Exercise requirements:
Take the line that contains "and white polka" as the first line and the last line of the material below as the final one; reproduce exactly the lines between, inclusive.
+ + + +
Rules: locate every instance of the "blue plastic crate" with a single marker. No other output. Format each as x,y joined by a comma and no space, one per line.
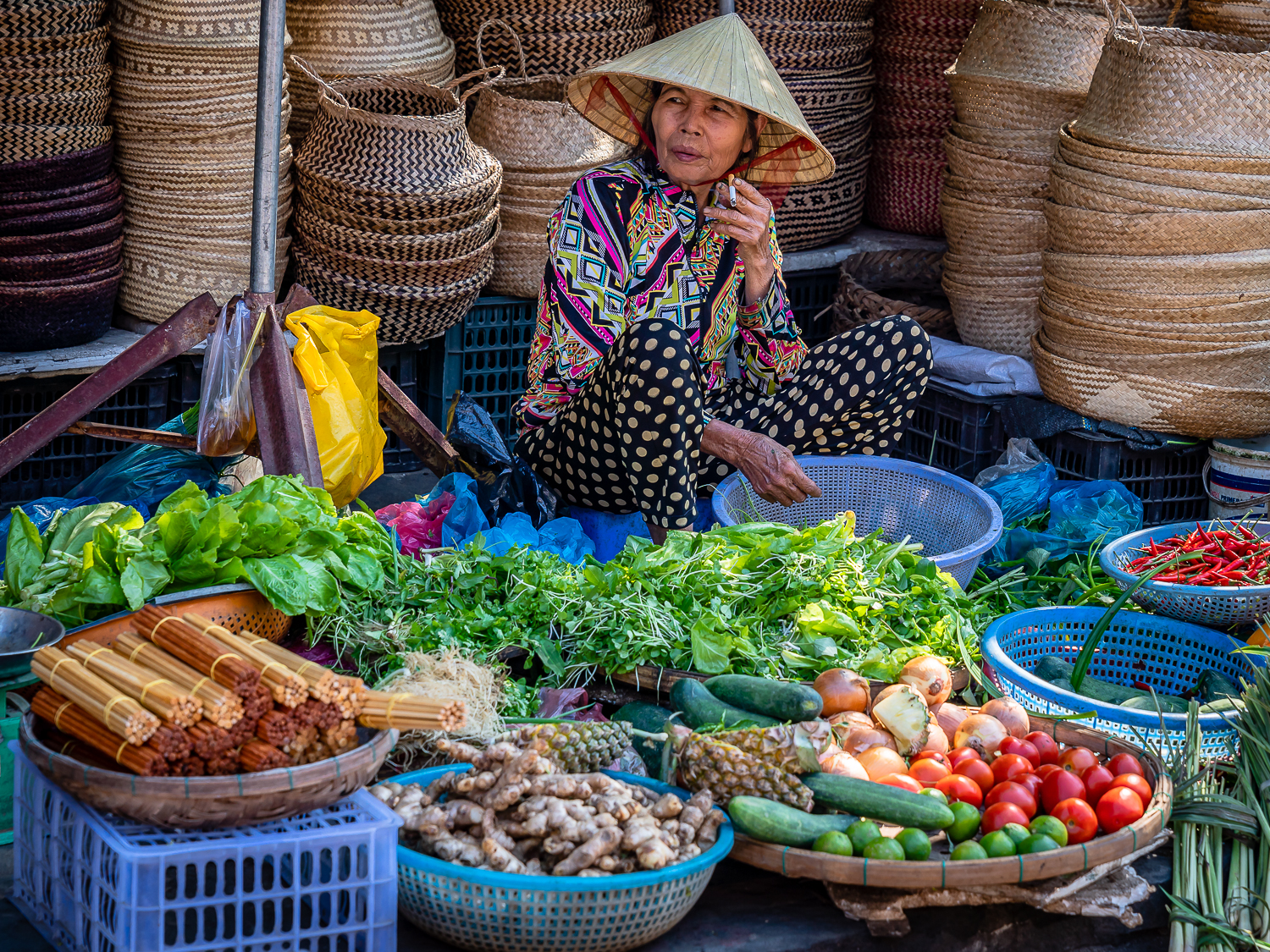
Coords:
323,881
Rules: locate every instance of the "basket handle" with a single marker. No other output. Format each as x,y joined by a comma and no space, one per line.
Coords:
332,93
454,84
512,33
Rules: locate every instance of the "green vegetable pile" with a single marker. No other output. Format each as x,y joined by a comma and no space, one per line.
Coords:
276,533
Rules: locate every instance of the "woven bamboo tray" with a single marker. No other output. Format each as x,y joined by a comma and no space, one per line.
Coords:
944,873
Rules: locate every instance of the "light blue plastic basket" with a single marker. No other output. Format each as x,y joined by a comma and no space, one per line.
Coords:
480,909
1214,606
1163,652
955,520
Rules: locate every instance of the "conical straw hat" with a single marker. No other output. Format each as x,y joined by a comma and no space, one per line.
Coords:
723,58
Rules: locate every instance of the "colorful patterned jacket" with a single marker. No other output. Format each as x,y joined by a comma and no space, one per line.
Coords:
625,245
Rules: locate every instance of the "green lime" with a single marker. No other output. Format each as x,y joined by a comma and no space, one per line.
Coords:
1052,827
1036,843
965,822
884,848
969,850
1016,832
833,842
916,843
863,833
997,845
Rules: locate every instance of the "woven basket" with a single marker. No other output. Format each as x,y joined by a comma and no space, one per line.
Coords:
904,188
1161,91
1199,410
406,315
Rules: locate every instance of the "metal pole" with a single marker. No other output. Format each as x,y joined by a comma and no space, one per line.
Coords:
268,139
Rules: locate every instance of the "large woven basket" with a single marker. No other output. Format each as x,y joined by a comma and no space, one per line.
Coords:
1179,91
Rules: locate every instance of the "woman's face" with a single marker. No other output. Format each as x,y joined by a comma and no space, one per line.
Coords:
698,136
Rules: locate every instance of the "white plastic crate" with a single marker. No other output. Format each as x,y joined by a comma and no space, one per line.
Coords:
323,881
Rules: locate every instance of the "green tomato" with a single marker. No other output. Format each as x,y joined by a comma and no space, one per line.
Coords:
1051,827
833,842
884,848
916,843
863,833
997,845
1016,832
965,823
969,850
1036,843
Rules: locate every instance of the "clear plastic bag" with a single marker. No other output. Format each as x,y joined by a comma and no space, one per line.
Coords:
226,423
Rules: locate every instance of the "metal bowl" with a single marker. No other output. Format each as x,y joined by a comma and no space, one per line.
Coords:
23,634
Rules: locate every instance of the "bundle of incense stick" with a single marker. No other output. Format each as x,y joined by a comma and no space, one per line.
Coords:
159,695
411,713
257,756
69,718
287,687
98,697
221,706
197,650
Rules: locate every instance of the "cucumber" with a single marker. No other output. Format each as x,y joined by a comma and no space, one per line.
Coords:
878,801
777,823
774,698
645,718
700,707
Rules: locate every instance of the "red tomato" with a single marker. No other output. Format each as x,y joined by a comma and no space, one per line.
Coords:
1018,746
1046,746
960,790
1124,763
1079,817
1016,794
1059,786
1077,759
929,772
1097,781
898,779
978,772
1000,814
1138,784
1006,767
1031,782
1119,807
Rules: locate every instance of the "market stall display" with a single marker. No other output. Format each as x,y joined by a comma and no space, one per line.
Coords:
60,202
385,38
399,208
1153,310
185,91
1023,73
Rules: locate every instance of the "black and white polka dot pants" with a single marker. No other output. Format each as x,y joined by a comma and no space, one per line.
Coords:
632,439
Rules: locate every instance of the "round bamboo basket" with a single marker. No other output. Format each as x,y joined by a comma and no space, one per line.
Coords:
+ + + +
Problem solution:
Rules: locate every instance of the "black and white polka dot pants" with a single marker. No other output. Format each as x,y joined by a comma and no space, one per line.
Coords:
632,439
Rules: locate every instance of the "round bamboo basket" with a single marker. No other output. Format each as x,y joined by a comma and no space, one per line.
Coords:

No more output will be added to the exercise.